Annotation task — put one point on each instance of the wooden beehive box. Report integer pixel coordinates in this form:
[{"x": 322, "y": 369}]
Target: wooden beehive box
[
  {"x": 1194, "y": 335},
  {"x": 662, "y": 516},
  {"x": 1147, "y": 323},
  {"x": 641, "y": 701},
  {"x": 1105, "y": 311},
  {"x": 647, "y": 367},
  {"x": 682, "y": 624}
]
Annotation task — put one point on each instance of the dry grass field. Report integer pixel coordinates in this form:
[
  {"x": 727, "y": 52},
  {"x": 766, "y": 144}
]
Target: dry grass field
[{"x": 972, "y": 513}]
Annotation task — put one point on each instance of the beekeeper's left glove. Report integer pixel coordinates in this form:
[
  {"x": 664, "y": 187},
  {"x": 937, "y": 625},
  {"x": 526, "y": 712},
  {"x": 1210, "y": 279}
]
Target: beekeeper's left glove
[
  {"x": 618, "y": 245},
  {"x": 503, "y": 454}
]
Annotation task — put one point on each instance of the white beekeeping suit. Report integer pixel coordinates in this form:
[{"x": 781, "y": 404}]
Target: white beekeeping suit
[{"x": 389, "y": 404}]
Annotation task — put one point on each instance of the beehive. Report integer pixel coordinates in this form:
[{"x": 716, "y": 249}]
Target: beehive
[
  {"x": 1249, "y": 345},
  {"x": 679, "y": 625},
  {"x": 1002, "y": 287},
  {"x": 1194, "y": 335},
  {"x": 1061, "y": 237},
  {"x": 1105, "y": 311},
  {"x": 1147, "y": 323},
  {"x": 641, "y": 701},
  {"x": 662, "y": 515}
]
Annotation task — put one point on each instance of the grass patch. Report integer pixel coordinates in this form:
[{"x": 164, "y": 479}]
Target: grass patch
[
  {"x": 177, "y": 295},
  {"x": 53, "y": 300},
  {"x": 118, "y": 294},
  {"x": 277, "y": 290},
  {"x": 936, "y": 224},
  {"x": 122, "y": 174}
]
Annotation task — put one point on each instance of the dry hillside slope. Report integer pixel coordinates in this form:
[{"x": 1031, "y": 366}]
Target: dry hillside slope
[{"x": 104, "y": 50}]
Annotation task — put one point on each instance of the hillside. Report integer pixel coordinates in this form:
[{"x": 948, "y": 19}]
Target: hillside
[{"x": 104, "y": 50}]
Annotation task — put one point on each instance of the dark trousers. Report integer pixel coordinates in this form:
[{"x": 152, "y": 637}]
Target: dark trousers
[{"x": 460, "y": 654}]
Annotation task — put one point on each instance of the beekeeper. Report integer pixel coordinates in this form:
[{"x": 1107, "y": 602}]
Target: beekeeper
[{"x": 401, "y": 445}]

┄┄┄┄┄┄┄┄┄┄

▶ [Task brief]:
Arrange all of the rows above as a numbered list, one line per number, and skip any blank lines.

▶ [Output]:
1. Annotation task — put one point on each instance of the wooden beehive box. Report integer pixel coordinates in this form:
2. [{"x": 322, "y": 369}]
3. Target: wooden beehive box
4. [
5.   {"x": 1194, "y": 335},
6.   {"x": 662, "y": 516},
7.   {"x": 1147, "y": 323},
8.   {"x": 641, "y": 701},
9.   {"x": 1105, "y": 311},
10.   {"x": 647, "y": 367},
11.   {"x": 682, "y": 624}
12. ]
13. Annotation task — put one point on each instance of the dry grass field. Report integer pixel coordinates in this form:
14. [
15.   {"x": 727, "y": 52},
16.   {"x": 766, "y": 144}
17. ]
18. Target: dry grass field
19. [{"x": 972, "y": 513}]
20. Annotation task — put one point on each instance of the beekeeper's left glove. Report integer pixel coordinates in this form:
21. [
22.   {"x": 664, "y": 187},
23.   {"x": 937, "y": 625},
24.   {"x": 526, "y": 712},
25.   {"x": 1210, "y": 279}
26. ]
27. Target: beekeeper's left glove
28. [
29.   {"x": 618, "y": 245},
30.   {"x": 503, "y": 454}
31. ]
32. Annotation task — put one point on each instance of the white beekeeping suit. Report integer pixel coordinates in this form:
33. [{"x": 781, "y": 404}]
34. Target: white beekeeping suit
35. [{"x": 389, "y": 404}]
36. Annotation task — put one point on each instance of the beehive. Report integer pixel coordinates in this form:
37. [{"x": 716, "y": 249}]
38. Target: beehive
39. [
40.   {"x": 1249, "y": 345},
41.   {"x": 679, "y": 625},
42.   {"x": 1002, "y": 287},
43.   {"x": 1194, "y": 335},
44.   {"x": 1061, "y": 237},
45.   {"x": 1105, "y": 311},
46.   {"x": 1147, "y": 323},
47.   {"x": 641, "y": 701},
48.   {"x": 662, "y": 515}
49. ]
50. Annotation task — put one point on each instance of the grass patch. Report integer pixel coordinates in this form:
51. [{"x": 164, "y": 479}]
52. Target: grass patch
53. [
54.   {"x": 177, "y": 295},
55.   {"x": 53, "y": 300},
56.   {"x": 118, "y": 294},
57.   {"x": 277, "y": 290},
58.   {"x": 936, "y": 224},
59.   {"x": 122, "y": 174}
60. ]
61. Annotation task — put one point on each instance of the dry hillside slope. Report integer pixel coordinates in this form:
62. [{"x": 1031, "y": 366}]
63. Target: dry hillside slope
64. [{"x": 104, "y": 50}]
65. Annotation task — put one point on each instance of the hillside. Report integer pixel coordinates in this form:
66. [{"x": 948, "y": 19}]
67. Target: hillside
68. [{"x": 104, "y": 50}]
69. Annotation task — put one point on each instance of the dark trousers. Report integer pixel coordinates in this form:
70. [{"x": 152, "y": 637}]
71. Target: dark trousers
72. [{"x": 460, "y": 654}]
73. Annotation task — put one point on each instance of the beekeeper. Report integer pixel coordinates in this form:
74. [{"x": 1107, "y": 602}]
75. Target: beekeeper
76. [{"x": 401, "y": 445}]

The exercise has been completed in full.